What is expected: Write out every one of the rows below word for word, but leave the pictures out.

(Stored data)
::::::

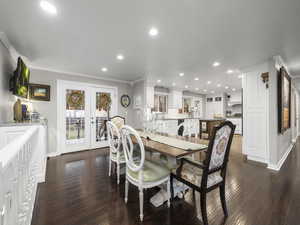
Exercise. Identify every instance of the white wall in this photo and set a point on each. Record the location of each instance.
(278, 145)
(138, 92)
(7, 66)
(49, 109)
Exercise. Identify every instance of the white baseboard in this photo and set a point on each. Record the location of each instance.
(277, 166)
(256, 159)
(53, 154)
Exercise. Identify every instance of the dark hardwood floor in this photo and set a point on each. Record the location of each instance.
(78, 191)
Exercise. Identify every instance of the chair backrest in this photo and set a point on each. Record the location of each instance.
(183, 129)
(219, 148)
(119, 121)
(130, 136)
(114, 138)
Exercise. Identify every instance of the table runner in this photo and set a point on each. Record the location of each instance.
(174, 142)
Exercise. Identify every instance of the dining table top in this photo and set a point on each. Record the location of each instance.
(155, 142)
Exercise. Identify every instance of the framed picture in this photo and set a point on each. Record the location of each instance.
(125, 101)
(39, 92)
(284, 100)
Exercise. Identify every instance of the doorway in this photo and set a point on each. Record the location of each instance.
(83, 110)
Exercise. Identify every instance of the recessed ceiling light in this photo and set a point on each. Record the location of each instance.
(229, 71)
(48, 7)
(216, 64)
(120, 57)
(153, 32)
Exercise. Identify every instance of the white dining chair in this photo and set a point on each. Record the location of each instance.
(116, 153)
(141, 173)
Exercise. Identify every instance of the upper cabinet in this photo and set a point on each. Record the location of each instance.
(215, 106)
(175, 99)
(235, 97)
(149, 96)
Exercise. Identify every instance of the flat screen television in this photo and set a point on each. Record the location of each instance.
(20, 80)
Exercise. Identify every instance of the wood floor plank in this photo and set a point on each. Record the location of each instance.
(78, 191)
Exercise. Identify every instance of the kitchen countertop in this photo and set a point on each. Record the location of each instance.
(189, 118)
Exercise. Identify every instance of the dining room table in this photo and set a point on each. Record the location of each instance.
(173, 148)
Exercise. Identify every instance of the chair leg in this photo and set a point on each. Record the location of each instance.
(169, 192)
(118, 173)
(141, 204)
(203, 208)
(172, 187)
(126, 190)
(109, 172)
(223, 199)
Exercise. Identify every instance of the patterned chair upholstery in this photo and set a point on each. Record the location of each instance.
(211, 173)
(119, 121)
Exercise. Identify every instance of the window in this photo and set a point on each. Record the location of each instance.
(160, 103)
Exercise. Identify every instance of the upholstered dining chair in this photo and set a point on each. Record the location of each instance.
(116, 153)
(119, 121)
(140, 172)
(211, 173)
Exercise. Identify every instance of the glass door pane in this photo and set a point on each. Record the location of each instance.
(103, 101)
(75, 115)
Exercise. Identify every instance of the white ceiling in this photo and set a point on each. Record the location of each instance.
(84, 36)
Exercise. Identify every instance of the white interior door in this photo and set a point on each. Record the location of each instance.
(82, 115)
(99, 115)
(76, 119)
(255, 118)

::::::

Written solution:
Exercise. Identify every instance of the white wall in this photo and set a point on each. Record the location of each instance.
(278, 145)
(138, 92)
(7, 66)
(49, 109)
Exercise. Identify every instance of the white baseboard in this photo and set a point on each. Record the location of each instance.
(277, 166)
(256, 159)
(53, 154)
Exercise. Identify every instance of the dark hardwood floor in this photo and set a point on each. Record the location of each instance.
(78, 191)
Exercise. Identify every instance of the chair backrest in this photo and set a point on each. Record the location of each instance.
(183, 129)
(219, 148)
(119, 121)
(130, 136)
(114, 138)
Exercise. Identify every instance of the table runner in this photo and set a point on each. Record the location of each instance.
(174, 142)
Exercise. Identify every instance of the dining table top in this photo and set a point on each. Record the location of each instance.
(155, 142)
Exercise. Identify every instance of the framed picture in this photo and set a point on each. Record the location of each instance.
(125, 101)
(39, 92)
(284, 100)
Exercise. Identify every instance of the doorway in this photo and set a point on each. Record the location of each instance.
(83, 110)
Exercise. Identify every instance of the recessed ceiling light in this photo and set a point on each. Record the location of each instance.
(229, 71)
(48, 7)
(216, 64)
(120, 57)
(153, 32)
Exercise. Identify every instance of the white dining chair in this photo and set a point on each. Record the location of each instance.
(116, 153)
(141, 173)
Exercise. Identify every instance of the upper cabinet in this photo and set a point on each. Record the location of each instance.
(215, 106)
(175, 99)
(235, 97)
(149, 96)
Exercise. Identify every instance of the flat screen television in this photo and set a point on each. Record the location of each instance.
(20, 80)
Exercise. Identify every instance of the wood floor plank in this photo and set a point on each. Record the location of each instance.
(78, 191)
Exercise. Identify every instance of the kitchen countertop in this photo and set a point on each. Record the location of each instance.
(189, 118)
Exercise. Identify every instance of the dining room table in this photo and set a point on each. Record the location of each instance.
(173, 148)
Exercise. Identify every instance of the chair leg in this photo and set a point on each. Record the location of each instance.
(169, 192)
(118, 173)
(141, 204)
(203, 208)
(172, 187)
(126, 190)
(109, 172)
(223, 199)
Exercise. Identify every instance of the patterned chair upholstery in this photo and set a point on each. Record the location of each instance.
(211, 173)
(119, 121)
Exercise. Identify every instance of the window in this photo and set a point on each. Record the location of each instance.
(160, 103)
Exercise. Identify every instance of the upholstered dining chair in this photo and set a point on each. Record the location of each instance.
(116, 153)
(119, 121)
(140, 172)
(211, 173)
Exercise. Identify every instance of the glass door pane in this photo and set a point on each. Record the location of each instance.
(103, 101)
(75, 115)
Exercise. Identify every instance of the white ceiling in this photo and set a point on each. Record the location of each instance.
(84, 36)
Exercise. Identify every instance of the white interior door in this photo and set a point on each. Record the location of each instance.
(82, 115)
(99, 115)
(76, 119)
(255, 118)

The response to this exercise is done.